DATA EXCERPTS Block Start

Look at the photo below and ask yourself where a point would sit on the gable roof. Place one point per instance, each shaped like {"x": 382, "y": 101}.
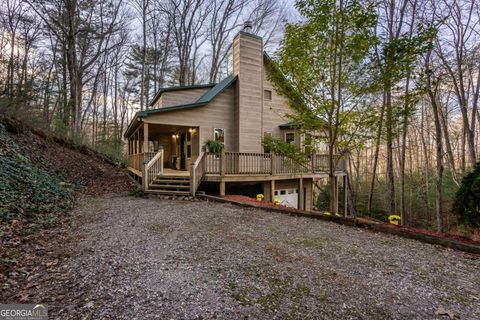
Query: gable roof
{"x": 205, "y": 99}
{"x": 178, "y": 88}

DATA EXCERPTS Block End
DATA EXCERPTS Block Start

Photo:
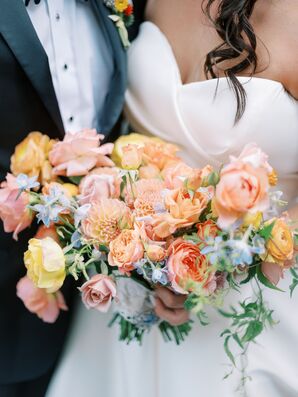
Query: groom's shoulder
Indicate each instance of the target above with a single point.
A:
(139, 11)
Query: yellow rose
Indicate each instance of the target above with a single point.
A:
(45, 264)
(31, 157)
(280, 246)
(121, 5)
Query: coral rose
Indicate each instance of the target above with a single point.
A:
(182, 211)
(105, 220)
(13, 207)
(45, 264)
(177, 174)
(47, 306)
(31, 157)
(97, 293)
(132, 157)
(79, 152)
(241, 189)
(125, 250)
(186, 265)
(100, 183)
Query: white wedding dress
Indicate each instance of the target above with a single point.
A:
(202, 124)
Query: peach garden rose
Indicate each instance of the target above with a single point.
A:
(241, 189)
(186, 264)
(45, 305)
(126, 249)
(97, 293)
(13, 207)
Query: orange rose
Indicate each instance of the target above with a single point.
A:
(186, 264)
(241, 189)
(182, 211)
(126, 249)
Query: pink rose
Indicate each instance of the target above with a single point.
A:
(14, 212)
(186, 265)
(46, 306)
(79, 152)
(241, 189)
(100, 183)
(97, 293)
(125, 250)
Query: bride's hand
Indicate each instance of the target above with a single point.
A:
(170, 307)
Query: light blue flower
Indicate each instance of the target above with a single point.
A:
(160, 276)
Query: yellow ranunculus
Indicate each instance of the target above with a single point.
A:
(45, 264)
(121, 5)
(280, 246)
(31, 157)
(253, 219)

DATA EXCERPTS Block End

**PROBLEM REQUIREMENTS**
Lines above with "rose" in them are the ones to copy.

**WRITTEN SOLUTION**
Query: yellow rose
Query: coral rose
Query: peach garden rose
Query: orange rose
Query: pink rose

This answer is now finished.